• Data section:
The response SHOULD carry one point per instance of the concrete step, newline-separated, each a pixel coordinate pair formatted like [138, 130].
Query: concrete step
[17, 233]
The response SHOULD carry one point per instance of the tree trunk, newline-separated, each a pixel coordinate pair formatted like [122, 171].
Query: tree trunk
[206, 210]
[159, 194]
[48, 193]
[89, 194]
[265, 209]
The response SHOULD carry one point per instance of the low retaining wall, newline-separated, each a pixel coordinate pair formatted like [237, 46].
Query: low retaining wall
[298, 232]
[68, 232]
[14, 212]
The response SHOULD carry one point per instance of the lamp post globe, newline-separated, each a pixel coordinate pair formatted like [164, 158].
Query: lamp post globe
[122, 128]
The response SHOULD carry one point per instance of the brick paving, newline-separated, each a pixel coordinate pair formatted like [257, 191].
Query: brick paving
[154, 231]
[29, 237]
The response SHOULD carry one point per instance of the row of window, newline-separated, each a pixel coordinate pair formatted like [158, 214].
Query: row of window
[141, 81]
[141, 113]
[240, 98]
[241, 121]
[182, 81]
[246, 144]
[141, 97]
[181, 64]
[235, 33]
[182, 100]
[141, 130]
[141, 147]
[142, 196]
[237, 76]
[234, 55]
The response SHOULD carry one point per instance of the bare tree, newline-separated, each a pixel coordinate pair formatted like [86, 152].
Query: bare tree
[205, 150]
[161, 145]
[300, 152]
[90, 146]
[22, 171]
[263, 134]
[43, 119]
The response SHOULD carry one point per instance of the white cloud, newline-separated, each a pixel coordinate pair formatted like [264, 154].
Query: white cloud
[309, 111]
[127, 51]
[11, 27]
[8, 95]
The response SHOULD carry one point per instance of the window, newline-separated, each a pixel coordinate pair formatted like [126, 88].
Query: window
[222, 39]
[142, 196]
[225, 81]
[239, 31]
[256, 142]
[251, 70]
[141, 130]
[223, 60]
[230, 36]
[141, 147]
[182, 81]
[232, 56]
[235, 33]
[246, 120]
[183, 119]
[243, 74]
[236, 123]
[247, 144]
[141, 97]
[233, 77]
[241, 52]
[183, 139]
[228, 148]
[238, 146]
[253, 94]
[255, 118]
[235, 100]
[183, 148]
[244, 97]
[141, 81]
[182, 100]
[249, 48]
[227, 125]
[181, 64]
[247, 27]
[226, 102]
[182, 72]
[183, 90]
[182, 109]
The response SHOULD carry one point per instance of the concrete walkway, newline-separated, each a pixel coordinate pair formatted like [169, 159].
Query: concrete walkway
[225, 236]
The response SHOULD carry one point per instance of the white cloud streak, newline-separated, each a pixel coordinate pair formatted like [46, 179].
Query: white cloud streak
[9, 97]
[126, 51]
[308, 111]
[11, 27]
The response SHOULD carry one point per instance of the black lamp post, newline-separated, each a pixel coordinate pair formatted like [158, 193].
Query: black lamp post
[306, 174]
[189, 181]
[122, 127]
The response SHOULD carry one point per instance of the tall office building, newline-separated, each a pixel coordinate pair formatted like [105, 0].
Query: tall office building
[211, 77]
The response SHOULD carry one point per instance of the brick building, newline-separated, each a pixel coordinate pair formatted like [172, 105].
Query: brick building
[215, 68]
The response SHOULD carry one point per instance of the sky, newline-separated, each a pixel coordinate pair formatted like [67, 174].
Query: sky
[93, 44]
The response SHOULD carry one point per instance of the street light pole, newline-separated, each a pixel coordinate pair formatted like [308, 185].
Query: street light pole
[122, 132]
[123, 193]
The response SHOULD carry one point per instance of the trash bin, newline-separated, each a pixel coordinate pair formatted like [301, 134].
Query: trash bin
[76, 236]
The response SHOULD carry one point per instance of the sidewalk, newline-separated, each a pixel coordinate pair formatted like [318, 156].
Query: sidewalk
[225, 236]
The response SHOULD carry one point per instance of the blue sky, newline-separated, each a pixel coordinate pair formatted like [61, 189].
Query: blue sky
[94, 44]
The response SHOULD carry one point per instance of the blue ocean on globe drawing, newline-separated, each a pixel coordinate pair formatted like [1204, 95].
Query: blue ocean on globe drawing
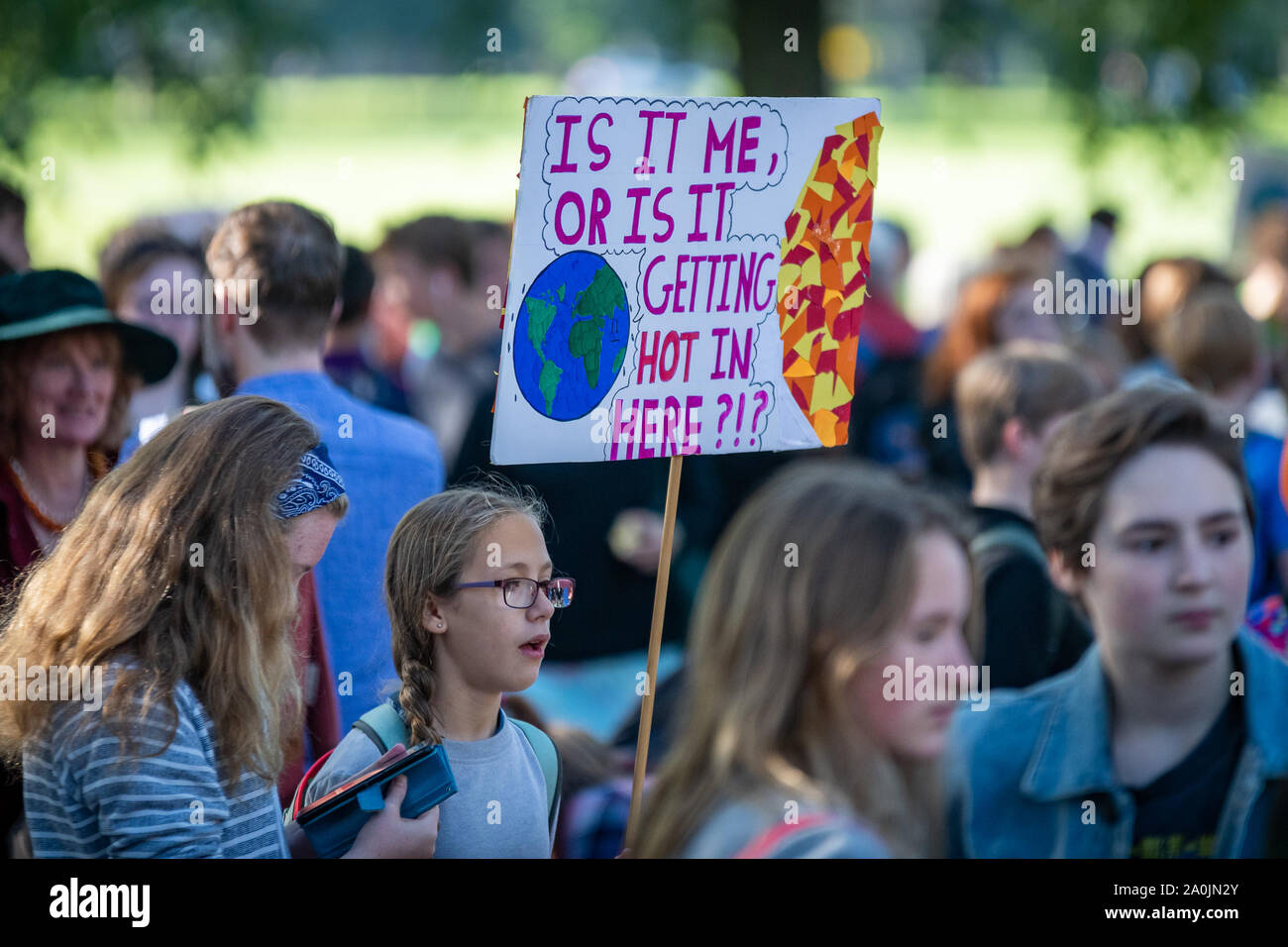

• Activity: The response should hold exactly the lines starting at the line with "The response SHOULD carry one point per instance of the lamp" and ending at the line with "like [126, 88].", and no other line of the material above.

• Your solution:
The response SHOULD carry one point per instance of the lamp post globe, newline-separated, each a pixel coordinate pair formatted like [164, 158].
Query: lamp post globe
[122, 128]
The response SHOULD carry one point per instance of the brick paving, newline-separated, each a pixel coordinate pair formatted like [257, 191].
Query: brick paving
[154, 231]
[29, 237]
The response SHOULD carry one point per instance of the row of window, newline-separated, each a pixel coordinate pair formatted like [158, 214].
Query: row of window
[141, 81]
[141, 113]
[240, 98]
[241, 121]
[182, 81]
[246, 144]
[141, 97]
[181, 64]
[235, 33]
[182, 100]
[141, 130]
[141, 147]
[142, 196]
[237, 76]
[234, 55]
The response SHOULD carry one point per instance of the bare tree, newline-separated, each a pixel coordinate pair formatted like [86, 152].
Query: bare tree
[205, 150]
[161, 145]
[300, 152]
[90, 146]
[22, 171]
[263, 134]
[43, 119]
The response SHOULD carry one point per instance of the white cloud, newline-separated, each a pixel coordinate pair formatted like [264, 154].
Query: white cloud
[309, 111]
[127, 51]
[11, 27]
[8, 95]
The response SHOULD carry one point per instance of the window, newline-separated, each a pixel coordinate pair formatted like [126, 88].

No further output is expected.